-- EXTRACTED TEXT follows --
Spotlight on Critical Illness, Accidental Death, and Long Term Care Insurance

Companies vary in the selection of benefits they offer employees.  Core benefits available to all full-time employees typically include paid vacation and/or sick days.  Other benefits, such as health, life, disability or long term care insurance may also be available, often on an elective basis.   In these cases, the employee may be required to take action to enroll, and be responsible for paying some or all of the premium. 

Let’s explore some popular optional benefits, and how they interact with more traditional core benefits and long term care insurance.

Critical Illness

Critical illness policies typically pay out a lump sum cash payment if the policyholder experiences one of the critical illnesses explicitly listed in the insurance policy. Some policies require the satisfaction of a ‘survival period,’ a minimum number of days the insured must survive from diagnosis.  Examples of covered occurrences might include: heart attack/bypass surgery, cancer, organ transplant.

Note that the schedule of payments in the policy has no direct correlation to medical expenses incurred (such as found in health insurance), or income lost (such as disability insurance).  Although the typical one-time payment is well-suited to mitigating the initial shock and costs of traumatic medical events, this model may be becoming increasingly obsolete, as individuals live for years, not weeks, with what was once a terminal diagnosis.
-- EXTRACTED TEXT concluded --
-- SUPPLIED INFORMATION follows --
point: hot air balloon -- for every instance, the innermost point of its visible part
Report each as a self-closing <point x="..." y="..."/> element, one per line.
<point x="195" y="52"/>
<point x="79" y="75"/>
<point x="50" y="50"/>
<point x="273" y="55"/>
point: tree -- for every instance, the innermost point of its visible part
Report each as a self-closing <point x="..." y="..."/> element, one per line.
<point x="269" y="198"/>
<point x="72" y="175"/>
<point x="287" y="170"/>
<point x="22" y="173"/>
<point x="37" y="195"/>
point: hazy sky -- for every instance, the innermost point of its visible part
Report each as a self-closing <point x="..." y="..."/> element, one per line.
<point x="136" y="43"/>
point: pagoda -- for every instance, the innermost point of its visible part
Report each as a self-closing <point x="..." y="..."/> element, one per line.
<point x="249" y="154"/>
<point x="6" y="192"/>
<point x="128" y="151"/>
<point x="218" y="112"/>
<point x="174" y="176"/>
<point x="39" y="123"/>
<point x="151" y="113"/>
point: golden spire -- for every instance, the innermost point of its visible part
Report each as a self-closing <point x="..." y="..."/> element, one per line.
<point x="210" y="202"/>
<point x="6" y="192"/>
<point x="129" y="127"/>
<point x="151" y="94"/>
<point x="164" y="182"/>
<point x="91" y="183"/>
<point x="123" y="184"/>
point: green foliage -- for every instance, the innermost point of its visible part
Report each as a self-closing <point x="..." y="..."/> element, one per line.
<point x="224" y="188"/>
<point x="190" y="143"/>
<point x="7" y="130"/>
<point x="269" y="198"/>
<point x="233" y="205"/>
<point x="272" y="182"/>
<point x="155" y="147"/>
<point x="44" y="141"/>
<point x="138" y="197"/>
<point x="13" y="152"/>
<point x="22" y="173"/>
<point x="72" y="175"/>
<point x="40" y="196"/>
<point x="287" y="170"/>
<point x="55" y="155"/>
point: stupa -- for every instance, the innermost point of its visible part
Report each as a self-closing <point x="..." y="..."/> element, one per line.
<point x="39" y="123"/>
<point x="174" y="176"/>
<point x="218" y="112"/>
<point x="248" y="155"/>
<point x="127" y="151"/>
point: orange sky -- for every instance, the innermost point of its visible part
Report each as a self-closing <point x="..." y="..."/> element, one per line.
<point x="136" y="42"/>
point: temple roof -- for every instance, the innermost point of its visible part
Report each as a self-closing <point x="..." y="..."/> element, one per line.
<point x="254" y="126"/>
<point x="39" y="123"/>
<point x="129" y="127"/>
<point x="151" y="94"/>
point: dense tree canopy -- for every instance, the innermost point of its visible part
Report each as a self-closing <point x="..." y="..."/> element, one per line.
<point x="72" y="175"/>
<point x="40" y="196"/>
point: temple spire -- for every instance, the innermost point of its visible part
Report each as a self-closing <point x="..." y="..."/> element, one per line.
-- SUPPLIED INFORMATION concluded --
In the article on optional employee benefits, what does a critical illness policy's "survival period" mean?

> WRITTEN RESPONSE: It is the minimum number of days the insured must survive after diagnosis.